*Brief*
An exact copy of every record is required.

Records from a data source

◇ ◇ ◇ ◇ ◇

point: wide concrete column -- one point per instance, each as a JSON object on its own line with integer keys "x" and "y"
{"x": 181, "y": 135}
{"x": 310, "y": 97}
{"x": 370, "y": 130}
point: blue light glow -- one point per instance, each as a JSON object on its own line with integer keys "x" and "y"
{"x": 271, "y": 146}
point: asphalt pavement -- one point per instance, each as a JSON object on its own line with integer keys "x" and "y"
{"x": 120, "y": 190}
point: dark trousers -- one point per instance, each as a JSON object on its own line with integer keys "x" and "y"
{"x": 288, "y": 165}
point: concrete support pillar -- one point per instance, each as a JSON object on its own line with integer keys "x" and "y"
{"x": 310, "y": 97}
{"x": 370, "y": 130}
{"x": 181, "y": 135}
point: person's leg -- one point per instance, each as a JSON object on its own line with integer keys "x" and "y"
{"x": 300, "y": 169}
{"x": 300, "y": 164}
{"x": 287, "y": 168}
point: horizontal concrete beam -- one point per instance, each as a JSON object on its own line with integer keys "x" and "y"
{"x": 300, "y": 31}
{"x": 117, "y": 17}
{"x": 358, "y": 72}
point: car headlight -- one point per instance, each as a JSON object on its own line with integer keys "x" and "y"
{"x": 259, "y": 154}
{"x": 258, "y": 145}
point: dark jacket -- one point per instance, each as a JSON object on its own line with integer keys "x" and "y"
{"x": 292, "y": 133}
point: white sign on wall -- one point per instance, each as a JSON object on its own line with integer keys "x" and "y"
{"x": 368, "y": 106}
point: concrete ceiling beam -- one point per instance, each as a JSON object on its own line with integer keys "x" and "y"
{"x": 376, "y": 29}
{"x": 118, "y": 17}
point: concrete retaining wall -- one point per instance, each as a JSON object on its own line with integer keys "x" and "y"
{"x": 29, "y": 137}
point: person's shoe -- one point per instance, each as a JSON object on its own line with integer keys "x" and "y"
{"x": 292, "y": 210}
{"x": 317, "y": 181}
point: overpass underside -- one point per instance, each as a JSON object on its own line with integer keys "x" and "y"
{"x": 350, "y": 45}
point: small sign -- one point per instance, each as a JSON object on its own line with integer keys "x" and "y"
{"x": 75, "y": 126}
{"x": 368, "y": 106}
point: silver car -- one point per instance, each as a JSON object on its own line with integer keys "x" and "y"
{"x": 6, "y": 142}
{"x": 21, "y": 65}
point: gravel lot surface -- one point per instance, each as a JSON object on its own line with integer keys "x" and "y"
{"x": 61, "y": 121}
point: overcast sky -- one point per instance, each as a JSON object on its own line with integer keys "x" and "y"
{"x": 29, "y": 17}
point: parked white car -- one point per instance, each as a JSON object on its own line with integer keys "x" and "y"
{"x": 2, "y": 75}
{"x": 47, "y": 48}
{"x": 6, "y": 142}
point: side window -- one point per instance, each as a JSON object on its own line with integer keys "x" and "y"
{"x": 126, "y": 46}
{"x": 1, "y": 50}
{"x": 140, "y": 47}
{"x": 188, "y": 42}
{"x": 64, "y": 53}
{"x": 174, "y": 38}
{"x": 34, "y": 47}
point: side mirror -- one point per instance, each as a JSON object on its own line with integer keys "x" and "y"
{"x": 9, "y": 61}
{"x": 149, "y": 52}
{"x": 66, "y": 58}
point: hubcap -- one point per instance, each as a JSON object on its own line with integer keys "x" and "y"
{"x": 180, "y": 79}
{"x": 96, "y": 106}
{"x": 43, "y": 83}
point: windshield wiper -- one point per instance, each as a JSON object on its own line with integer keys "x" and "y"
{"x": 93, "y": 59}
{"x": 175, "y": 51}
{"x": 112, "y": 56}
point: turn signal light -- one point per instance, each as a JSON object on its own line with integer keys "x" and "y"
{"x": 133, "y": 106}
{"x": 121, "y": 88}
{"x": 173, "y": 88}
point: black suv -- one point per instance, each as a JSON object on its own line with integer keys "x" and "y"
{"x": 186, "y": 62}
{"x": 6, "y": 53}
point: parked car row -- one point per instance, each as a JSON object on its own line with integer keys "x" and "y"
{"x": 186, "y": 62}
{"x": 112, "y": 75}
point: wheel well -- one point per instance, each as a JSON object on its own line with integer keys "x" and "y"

◇ ◇ ◇ ◇ ◇

*Response box*
point: wide concrete column -- one point per instance, each as a JSON object on its own line with integer keys "x" and "y"
{"x": 181, "y": 135}
{"x": 310, "y": 97}
{"x": 370, "y": 130}
point: blue light glow -- one point per instance, each as a JSON object on its own line with integer keys "x" and "y"
{"x": 271, "y": 146}
point: asphalt pavement -- one point per instance, each as a JSON object on its own line with integer keys "x" and "y"
{"x": 120, "y": 190}
point: dark trousers -- one point per instance, each as a JSON object on its own line with integer keys "x" and "y"
{"x": 288, "y": 165}
point: concrete support pillar -- one point per instance, each as a JSON object on its own line with integer keys "x" and "y"
{"x": 310, "y": 97}
{"x": 370, "y": 130}
{"x": 181, "y": 135}
point: person's leg -- one point per instance, each as a JSON object on its own line with integer keys "x" and "y"
{"x": 300, "y": 169}
{"x": 300, "y": 164}
{"x": 287, "y": 168}
point: horizontal concrete beam -- one point per instance, each as a JSON object on its own line with integer keys "x" and "y"
{"x": 300, "y": 31}
{"x": 117, "y": 17}
{"x": 358, "y": 72}
point: car headlight -- one point per instance, each as a JSON object on its own line with integer keys "x" and "y"
{"x": 259, "y": 154}
{"x": 258, "y": 145}
point: dark jacket -- one point per instance, each as a JSON object on its own line with integer keys "x" and "y"
{"x": 292, "y": 133}
point: white sign on wall -- one point per instance, each as a JSON object on its own line with integer keys "x" and "y"
{"x": 368, "y": 106}
point: concrete ceiling beam -- one point per instance, each as a JSON object on its own line with integer keys "x" and "y"
{"x": 376, "y": 29}
{"x": 118, "y": 17}
point: concrete retaining wall -- one point per instance, each as a JSON object on its own line with integer keys "x" and "y"
{"x": 29, "y": 137}
point: person's shoe -- one point per instance, each as a JSON object on its own line with integer keys "x" and "y"
{"x": 292, "y": 210}
{"x": 317, "y": 181}
point: overpass underside -- one point per instance, each as a JSON object on its own line with integer keys "x" and "y"
{"x": 350, "y": 45}
point: small sign -- one point per instance, each as a JSON object on its own line with integer keys "x" and "y"
{"x": 75, "y": 126}
{"x": 368, "y": 106}
point: silver car -- one point per instance, each as a JSON object on its own line with integer keys "x" and "y"
{"x": 6, "y": 142}
{"x": 21, "y": 65}
point: gravel lot surface -- one point per instance, each as a JSON object on its own line with integer keys "x" and "y"
{"x": 61, "y": 121}
point: overcast sky -- one point per instance, each as a JSON object on its own line with integer keys "x" and "y"
{"x": 29, "y": 17}
point: parked white car -- one point per instance, each as a JSON object on its own line with integer keys "x" and "y"
{"x": 2, "y": 75}
{"x": 47, "y": 48}
{"x": 6, "y": 142}
point: side window -- one point per instance, each as a JSON object on its own line with integer keys "x" and "y"
{"x": 126, "y": 46}
{"x": 1, "y": 50}
{"x": 140, "y": 47}
{"x": 188, "y": 42}
{"x": 64, "y": 53}
{"x": 174, "y": 38}
{"x": 34, "y": 47}
point: side mirror -- one point per instance, each as a JSON object on its own line with integer keys "x" and "y"
{"x": 9, "y": 61}
{"x": 149, "y": 52}
{"x": 66, "y": 58}
point: hubcap -- one point per instance, each as a JSON object on its own line with integer keys "x" and "y"
{"x": 180, "y": 79}
{"x": 96, "y": 106}
{"x": 43, "y": 83}
point: windshield wiper -- one point per instance, each as a JSON object on its own line with integer keys "x" and "y"
{"x": 93, "y": 59}
{"x": 175, "y": 51}
{"x": 112, "y": 56}
point: turn signal light -- one point per instance, each as a JSON object on its own line with integer keys "x" and "y"
{"x": 133, "y": 106}
{"x": 121, "y": 88}
{"x": 173, "y": 88}
point: black suv -- one point per instance, each as a JSON object on its own line with integer keys "x" and "y"
{"x": 186, "y": 62}
{"x": 6, "y": 53}
point: parked car row -- one point per instance, each as a JSON object on its own line with integer keys "x" and "y"
{"x": 186, "y": 62}
{"x": 112, "y": 75}
point: wheel well -- one point per instance, each as a JSON object on its own line with integer keys "x" and "y"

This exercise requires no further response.